Problem description: The lines to extract start at the one containing "Target: player's arm" and end with the last line; give them exactly and nothing more.
Start of Material to process
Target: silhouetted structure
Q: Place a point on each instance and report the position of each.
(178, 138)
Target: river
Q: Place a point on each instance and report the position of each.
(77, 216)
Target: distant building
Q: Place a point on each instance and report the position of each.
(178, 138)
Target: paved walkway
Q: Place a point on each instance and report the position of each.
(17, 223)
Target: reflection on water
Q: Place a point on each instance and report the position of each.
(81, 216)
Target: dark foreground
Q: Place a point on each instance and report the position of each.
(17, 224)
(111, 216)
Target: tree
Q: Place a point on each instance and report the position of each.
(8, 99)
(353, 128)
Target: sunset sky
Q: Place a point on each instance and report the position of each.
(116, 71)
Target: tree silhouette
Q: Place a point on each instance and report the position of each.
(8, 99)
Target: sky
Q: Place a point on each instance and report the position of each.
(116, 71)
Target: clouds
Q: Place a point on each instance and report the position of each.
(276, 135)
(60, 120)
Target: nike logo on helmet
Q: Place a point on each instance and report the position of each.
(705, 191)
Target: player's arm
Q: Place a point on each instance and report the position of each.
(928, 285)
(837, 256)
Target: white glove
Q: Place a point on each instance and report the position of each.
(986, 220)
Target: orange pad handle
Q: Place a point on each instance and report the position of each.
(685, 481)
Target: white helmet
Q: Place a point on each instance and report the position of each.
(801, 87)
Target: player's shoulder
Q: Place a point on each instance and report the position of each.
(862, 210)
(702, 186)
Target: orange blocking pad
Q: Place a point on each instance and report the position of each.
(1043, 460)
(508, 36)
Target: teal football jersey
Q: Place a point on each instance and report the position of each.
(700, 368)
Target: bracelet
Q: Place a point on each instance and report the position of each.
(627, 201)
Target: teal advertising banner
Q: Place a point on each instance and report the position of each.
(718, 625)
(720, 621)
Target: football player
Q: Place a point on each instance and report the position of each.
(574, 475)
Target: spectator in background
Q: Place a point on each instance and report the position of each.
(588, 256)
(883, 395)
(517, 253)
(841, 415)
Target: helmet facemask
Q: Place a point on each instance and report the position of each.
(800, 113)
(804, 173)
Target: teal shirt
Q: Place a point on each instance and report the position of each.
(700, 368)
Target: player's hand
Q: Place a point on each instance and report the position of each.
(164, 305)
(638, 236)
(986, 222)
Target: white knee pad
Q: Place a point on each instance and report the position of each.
End of Material to process
Exercise output:
Target: player's arm
Q: Place a point on each instance and report the position of each.
(928, 285)
(837, 256)
Target: white glove
Q: Place a point on each instance and report the position of each.
(986, 220)
Target: orange pad handle
Q: Place a point on each instance and report the position of each.
(685, 481)
Target: white helmet
Q: Place a point on each instance and report the position of each.
(801, 87)
Target: player's shoulder
Q: Place a point on each instance and report the position of each.
(862, 210)
(702, 186)
Target: orange blocking pad
Q: Place a point on each instance and report the position of each.
(1043, 460)
(508, 36)
Target: teal football jersey
Q: Place a point on each instance and report the position of each.
(700, 368)
Target: bracelet
Q: Place a point on each instance and report the position of each.
(627, 201)
Target: teal advertising banner
Q: Place a point on each instance and report the position of each.
(718, 625)
(720, 621)
Target: football player
Q: Place a point on each instance and report the position of each.
(574, 475)
Target: spectator in background
Q: Place a point on each instance and report the position of each.
(588, 256)
(883, 395)
(517, 253)
(841, 415)
Target: helmet facemask
Q: Place a point on each instance and report the position of each.
(800, 113)
(804, 173)
Target: teal shirt
Q: Place a point on each instance and report the position of each.
(700, 368)
Target: player's hand
Q: Place a point on each instance and report the position of each.
(164, 305)
(638, 236)
(986, 222)
Target: white knee pad
Q: Place a point on each instance and report the position of each.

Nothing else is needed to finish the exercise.